Content starts

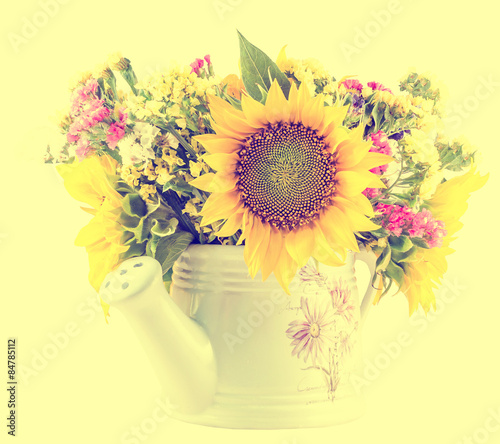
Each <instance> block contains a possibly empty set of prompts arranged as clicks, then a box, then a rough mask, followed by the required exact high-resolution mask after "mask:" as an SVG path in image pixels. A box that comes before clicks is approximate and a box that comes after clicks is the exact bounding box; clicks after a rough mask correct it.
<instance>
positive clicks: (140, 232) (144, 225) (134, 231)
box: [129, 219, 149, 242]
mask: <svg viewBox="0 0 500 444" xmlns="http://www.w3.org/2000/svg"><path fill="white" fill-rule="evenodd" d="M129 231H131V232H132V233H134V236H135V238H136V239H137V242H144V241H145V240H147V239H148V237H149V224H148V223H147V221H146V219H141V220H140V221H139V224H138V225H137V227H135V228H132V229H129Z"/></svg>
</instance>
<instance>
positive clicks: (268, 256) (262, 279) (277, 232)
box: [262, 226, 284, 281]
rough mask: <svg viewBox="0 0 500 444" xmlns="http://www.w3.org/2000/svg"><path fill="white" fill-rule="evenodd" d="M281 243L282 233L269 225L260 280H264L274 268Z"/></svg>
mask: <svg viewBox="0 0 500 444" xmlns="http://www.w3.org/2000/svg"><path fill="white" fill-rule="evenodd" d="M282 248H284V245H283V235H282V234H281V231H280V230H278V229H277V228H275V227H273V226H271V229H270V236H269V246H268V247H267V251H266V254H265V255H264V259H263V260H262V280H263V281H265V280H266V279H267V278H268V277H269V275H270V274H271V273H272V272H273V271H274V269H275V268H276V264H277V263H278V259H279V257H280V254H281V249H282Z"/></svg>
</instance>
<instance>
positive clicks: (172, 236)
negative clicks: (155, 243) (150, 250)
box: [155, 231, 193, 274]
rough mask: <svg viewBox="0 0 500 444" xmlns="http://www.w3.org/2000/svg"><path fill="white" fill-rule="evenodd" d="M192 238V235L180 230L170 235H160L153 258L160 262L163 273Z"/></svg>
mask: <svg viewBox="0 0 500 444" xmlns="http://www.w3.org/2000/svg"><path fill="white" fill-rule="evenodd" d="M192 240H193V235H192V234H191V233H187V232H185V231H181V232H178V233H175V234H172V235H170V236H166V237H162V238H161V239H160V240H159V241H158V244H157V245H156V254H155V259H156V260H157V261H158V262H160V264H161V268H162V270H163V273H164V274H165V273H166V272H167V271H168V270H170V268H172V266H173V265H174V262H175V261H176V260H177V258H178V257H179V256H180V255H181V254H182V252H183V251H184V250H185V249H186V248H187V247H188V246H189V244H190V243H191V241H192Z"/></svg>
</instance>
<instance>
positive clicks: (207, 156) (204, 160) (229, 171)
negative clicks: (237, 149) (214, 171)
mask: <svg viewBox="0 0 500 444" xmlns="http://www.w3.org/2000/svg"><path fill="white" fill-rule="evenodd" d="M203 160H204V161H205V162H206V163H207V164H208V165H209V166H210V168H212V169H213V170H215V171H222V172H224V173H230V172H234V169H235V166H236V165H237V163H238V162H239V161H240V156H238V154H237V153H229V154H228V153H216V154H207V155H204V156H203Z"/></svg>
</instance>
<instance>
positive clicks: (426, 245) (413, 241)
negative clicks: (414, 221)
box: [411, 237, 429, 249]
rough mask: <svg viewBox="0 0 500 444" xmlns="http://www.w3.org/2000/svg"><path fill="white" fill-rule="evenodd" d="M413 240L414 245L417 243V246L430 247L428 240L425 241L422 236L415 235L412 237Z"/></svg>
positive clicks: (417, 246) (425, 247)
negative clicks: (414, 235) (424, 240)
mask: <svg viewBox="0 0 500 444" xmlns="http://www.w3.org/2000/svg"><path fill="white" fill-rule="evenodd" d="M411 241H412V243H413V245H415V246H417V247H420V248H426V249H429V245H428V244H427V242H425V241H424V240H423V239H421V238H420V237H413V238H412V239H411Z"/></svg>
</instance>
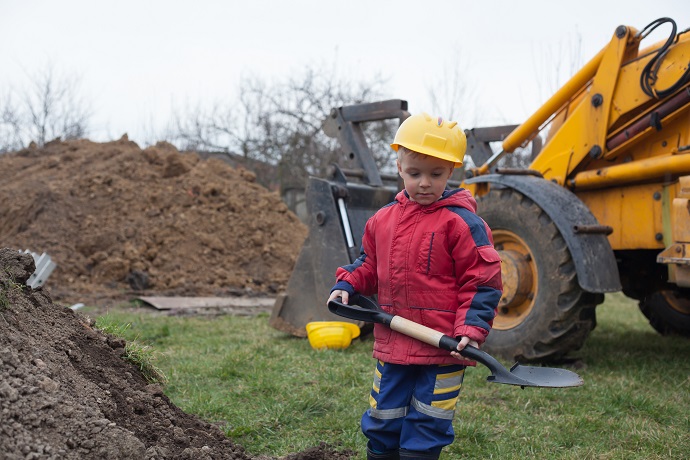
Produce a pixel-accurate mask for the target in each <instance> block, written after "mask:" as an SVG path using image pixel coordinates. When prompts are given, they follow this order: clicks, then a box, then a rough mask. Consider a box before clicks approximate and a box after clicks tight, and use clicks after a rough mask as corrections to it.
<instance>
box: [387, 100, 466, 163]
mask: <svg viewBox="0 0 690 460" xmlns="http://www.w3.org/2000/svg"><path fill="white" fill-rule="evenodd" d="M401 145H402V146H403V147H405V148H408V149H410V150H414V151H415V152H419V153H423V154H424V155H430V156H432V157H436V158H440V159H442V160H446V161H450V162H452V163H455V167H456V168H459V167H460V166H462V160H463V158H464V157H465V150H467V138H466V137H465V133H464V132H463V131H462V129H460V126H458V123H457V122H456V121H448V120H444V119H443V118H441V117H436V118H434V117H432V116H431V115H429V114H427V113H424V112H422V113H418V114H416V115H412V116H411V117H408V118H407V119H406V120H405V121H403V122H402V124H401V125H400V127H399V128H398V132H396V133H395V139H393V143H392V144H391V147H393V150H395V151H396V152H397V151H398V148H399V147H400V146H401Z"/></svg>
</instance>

Content ends

▶ What you need to do
Identify the lines above that contain the word "positive", then copy them.

▶ Solution to the problem
positive clicks: (140, 232) (144, 225) (134, 231)
positive clicks: (268, 256) (262, 279) (277, 232)
positive clicks: (172, 236)
positive clicks: (207, 156) (204, 160) (229, 171)
positive clicks: (426, 245) (413, 241)
positive clicks: (417, 246) (425, 247)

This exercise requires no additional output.